**JOB**
Would you transcribe the listing that follows, character for character, and omit its images?

**SUPPLIED DATA**
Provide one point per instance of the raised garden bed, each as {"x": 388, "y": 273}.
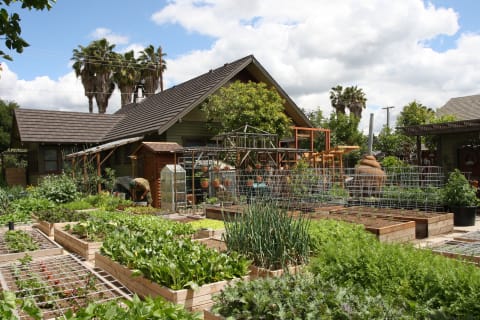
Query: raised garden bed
{"x": 218, "y": 213}
{"x": 473, "y": 236}
{"x": 386, "y": 230}
{"x": 427, "y": 223}
{"x": 57, "y": 284}
{"x": 85, "y": 249}
{"x": 459, "y": 250}
{"x": 256, "y": 272}
{"x": 193, "y": 300}
{"x": 46, "y": 247}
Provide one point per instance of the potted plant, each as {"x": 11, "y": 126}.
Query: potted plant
{"x": 461, "y": 198}
{"x": 204, "y": 183}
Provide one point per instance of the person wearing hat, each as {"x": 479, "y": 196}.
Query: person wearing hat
{"x": 141, "y": 186}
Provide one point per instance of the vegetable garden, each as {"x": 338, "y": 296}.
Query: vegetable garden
{"x": 147, "y": 266}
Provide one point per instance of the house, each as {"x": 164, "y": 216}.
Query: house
{"x": 169, "y": 116}
{"x": 458, "y": 142}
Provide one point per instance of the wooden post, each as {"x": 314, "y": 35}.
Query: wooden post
{"x": 99, "y": 173}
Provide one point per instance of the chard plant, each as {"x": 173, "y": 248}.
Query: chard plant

**OUTPUT OF THE TASK**
Provide one point per instance of the raised garden bed, each as {"x": 388, "y": 273}.
Query: raised garden bed
{"x": 218, "y": 213}
{"x": 473, "y": 236}
{"x": 386, "y": 230}
{"x": 427, "y": 223}
{"x": 57, "y": 284}
{"x": 85, "y": 249}
{"x": 459, "y": 250}
{"x": 256, "y": 272}
{"x": 193, "y": 300}
{"x": 46, "y": 247}
Provide one point per instance of the potted plant, each as {"x": 11, "y": 126}.
Query: potted plant
{"x": 461, "y": 198}
{"x": 204, "y": 183}
Provide one point per instance of the person wearing hat, each as {"x": 479, "y": 196}.
Query: person wearing hat
{"x": 141, "y": 186}
Provide one point per instance of the vegetable garden, each as {"x": 338, "y": 296}.
Query: vegetable garden
{"x": 147, "y": 266}
Provide one point per instance of the house, each as {"x": 164, "y": 216}.
Query: house
{"x": 169, "y": 116}
{"x": 458, "y": 142}
Provide one point per instance of the wooden post, each as {"x": 314, "y": 35}.
Query: wooden post
{"x": 99, "y": 173}
Provide one point per instance of the chard plant, each as {"x": 173, "y": 248}.
Query: chard plant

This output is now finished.